What to produce: What comes next in the passage about the museum's new children's pit house? Continue it from its final sentence.
** START OF Supplied text **
Director of education and exhibits Lloyd Logan said that he and museum director Ken Carpenter, archaeologist Tim Riley saw the children’s pit house that is at the Fremont Indian Museum near Richfield. They decided to steal elements of it, improve on it and construct one in the area that was a fairly unused sand box.

So far it has been a big hit with the visitors to the facility. Logan said they have added clothing items like a piece of leather with a hole for a head to go through so there can be some role playing. They also plan to add some clay figurines and a blanket weaving station.

Logan recounted that one little girl spent almost an hour climbing up, over and down the new structure. “She kept calling over to her mom about how much she loved it,” he explained.

The corn grinding stone will have real corn for the kids to grind, but they are trying to assess the best way to have corn there so it won’t scatter throughout the building. If the corn is scattered too far from the stone, it could attract insects and mice that would be devastating to the displays.
** END OF Supplied text **
** START OF Supplied data **
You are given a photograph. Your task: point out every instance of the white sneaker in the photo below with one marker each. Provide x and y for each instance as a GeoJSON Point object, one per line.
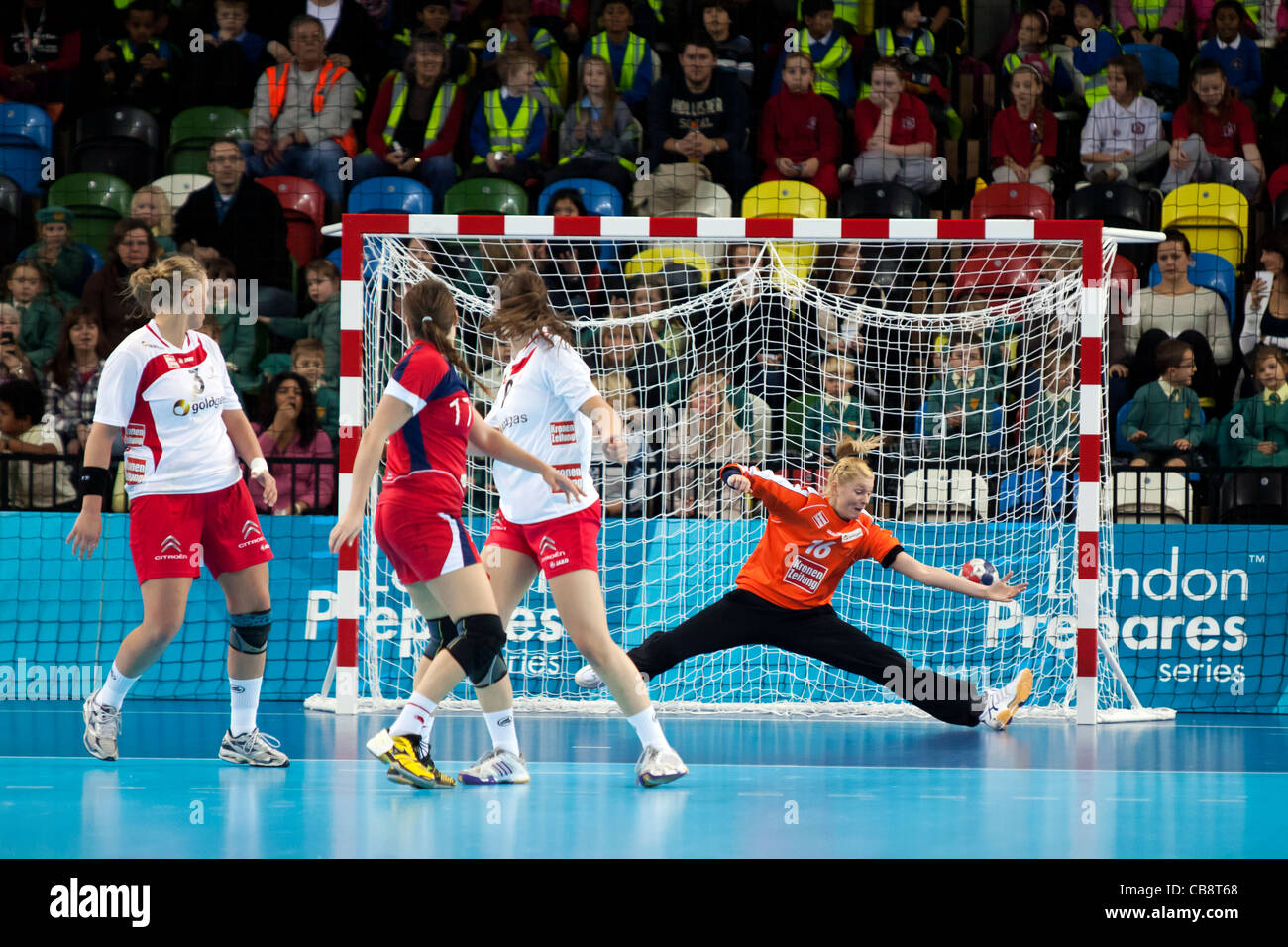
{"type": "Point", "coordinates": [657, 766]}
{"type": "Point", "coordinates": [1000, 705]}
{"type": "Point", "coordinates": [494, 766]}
** END OF Supplied data **
Output:
The children’s pit house is a great compliment to the diorama pit house on the archaeology side of the museum that has been undergoing major improvements over the past year.  There are so many detailed items that depict life in a real pit house, that one could stand for hours just to try and take it all in. Logan even made sure that the opening to the house was large enough to allow a child in a wheel chair access inside.

In other areas of the museum, work continues on the construction of a Stegosaurus. Chief preparator, Carrie L Herbel, student assistant Tyree Olsen and volunteer Ralph Escamilla are piecing the skeleton together out in the big dinosaur pit. The Barrier Canyon Mural will also see some changes soon as part of a major overhaul of the archaeology half of the museum.

Paleontology and archaeology may be studies of the past, but the Prehistoric Museum in Price remains a dynamic example of the most current ideas of what may have transpired so many eons ago. A great knowledge of the past is important so we know how to move forward.